What the task asks. Extract each line of the data below exactly as written.

--- start of Entries provided ---

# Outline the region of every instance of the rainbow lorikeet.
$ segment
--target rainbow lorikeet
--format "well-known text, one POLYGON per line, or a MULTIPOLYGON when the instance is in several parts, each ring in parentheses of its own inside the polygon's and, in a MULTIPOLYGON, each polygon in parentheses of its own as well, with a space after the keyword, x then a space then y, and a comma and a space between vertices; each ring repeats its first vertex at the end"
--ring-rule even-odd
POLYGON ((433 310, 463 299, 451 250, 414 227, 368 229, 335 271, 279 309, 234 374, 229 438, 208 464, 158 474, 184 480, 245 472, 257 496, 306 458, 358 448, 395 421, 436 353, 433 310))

--- end of Entries provided ---

Response.
# Outline the region of every instance of the rainbow lorikeet.
$ segment
--target rainbow lorikeet
--format "well-known text, one POLYGON per line, or a MULTIPOLYGON when the instance is in several parts, each ring in parentheses of its own inside the polygon's and, in a MULTIPOLYGON, each polygon in parentheses of its own as well, with a space after the keyword, x then a space then y, and a comma and a space between vertices; each ring repeats its first vertex at the end"
--ring-rule even-odd
POLYGON ((433 310, 463 299, 451 250, 414 227, 368 229, 335 271, 279 309, 234 374, 229 438, 208 464, 158 474, 184 480, 245 472, 257 496, 306 458, 358 448, 395 421, 436 353, 433 310))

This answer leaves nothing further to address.